▸ Objective
Collect every line in the items below that contains the word "stone". Copy each of those lines unchanged.

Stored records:
◆ ◆ ◆ ◆

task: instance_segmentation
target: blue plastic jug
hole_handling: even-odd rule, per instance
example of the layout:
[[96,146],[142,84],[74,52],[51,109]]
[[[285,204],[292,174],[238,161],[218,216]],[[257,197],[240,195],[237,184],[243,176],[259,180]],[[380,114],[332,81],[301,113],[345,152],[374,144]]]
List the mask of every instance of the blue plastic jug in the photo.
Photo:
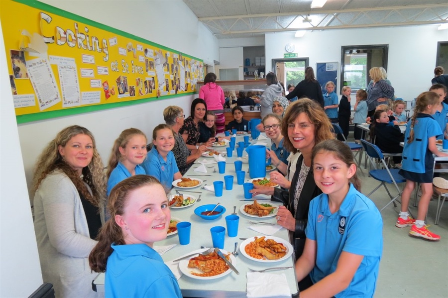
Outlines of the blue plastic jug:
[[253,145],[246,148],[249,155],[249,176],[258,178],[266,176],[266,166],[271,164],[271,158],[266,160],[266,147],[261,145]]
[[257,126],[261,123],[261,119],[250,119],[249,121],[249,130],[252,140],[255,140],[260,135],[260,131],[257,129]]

◆ ◆ ◆ ◆

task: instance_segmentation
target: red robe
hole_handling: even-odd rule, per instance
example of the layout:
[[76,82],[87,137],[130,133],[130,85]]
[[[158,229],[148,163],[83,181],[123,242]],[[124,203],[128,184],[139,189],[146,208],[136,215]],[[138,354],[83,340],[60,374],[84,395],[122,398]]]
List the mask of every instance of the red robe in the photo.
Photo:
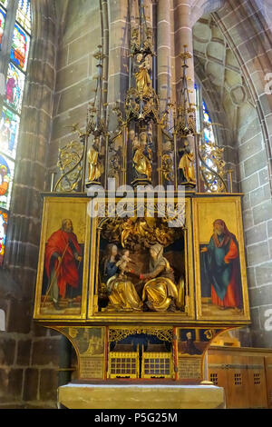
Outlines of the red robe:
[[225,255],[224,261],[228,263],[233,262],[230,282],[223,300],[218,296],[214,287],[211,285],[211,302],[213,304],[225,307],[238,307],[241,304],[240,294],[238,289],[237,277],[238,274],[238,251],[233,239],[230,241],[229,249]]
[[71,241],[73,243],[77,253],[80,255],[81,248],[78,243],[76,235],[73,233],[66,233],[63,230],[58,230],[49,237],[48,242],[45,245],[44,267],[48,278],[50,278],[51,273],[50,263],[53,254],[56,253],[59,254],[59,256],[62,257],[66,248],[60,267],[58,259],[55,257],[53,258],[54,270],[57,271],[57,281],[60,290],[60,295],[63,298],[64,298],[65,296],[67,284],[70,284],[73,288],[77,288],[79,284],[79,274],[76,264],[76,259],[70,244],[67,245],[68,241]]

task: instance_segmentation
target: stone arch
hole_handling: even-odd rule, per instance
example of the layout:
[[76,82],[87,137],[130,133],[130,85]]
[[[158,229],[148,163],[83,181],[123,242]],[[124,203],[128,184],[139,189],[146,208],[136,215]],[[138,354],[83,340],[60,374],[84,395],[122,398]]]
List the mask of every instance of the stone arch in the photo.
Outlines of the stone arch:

◆ ◆ ◆ ◆

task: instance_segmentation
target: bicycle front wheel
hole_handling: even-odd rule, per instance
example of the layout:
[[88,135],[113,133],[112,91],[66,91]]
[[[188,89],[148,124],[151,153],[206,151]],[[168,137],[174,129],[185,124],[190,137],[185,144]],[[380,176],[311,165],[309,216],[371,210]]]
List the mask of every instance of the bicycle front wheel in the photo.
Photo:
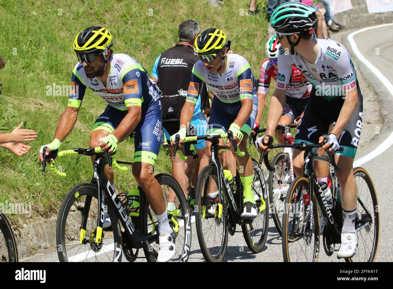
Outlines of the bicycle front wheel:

◆ ◆ ◆ ◆

▸ Answer for this exercise
target: stone arch
List the mask of every instance of the stone arch in the photo.
Outlines of the stone arch:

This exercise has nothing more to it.